[start of Information supplied]
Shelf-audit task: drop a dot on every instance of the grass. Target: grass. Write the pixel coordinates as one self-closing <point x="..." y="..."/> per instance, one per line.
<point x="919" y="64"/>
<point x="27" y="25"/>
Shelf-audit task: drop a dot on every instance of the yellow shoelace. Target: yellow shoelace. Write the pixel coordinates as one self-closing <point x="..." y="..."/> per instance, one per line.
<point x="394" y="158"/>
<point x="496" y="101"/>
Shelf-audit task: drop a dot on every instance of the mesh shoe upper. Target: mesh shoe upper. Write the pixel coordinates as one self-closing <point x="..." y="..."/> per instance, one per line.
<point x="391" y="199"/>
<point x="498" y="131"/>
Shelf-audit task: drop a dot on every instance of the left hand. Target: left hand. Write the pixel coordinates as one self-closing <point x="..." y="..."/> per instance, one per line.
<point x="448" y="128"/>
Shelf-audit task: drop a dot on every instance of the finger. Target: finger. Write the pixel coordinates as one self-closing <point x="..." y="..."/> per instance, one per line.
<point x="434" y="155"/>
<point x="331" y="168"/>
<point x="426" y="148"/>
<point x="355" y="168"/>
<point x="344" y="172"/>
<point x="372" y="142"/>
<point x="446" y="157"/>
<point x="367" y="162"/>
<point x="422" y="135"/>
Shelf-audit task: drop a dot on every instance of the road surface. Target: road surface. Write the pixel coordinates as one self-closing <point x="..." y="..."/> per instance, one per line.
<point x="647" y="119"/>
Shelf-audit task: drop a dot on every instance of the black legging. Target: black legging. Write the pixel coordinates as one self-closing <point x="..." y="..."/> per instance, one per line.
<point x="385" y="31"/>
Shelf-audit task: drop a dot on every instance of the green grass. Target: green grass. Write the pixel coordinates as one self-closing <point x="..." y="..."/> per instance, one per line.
[end of Information supplied]
Written task: Repeat the stretch of lines from the one containing "Shelf-audit task: drop a dot on every instance of the road" through the end, changing "black legging" to "dark legging" and leaving everything else as it is.

Response to the exercise:
Shelf-audit task: drop a dot on every instance of the road surface. Target: road surface. Write the pixel coordinates as one self-closing <point x="..." y="..."/> per instance, one per line.
<point x="647" y="119"/>
Shelf-audit task: drop a dot on every instance of the dark legging. Target: dark legging. Write the pixel coordinates as one self-closing <point x="..." y="..."/> per instance, one per line.
<point x="385" y="31"/>
Shelf-audit task: drop a dot on every instance of the green grass. Target: green grass. Write the pixel coordinates as one self-closing <point x="..." y="..."/> per instance, one per line.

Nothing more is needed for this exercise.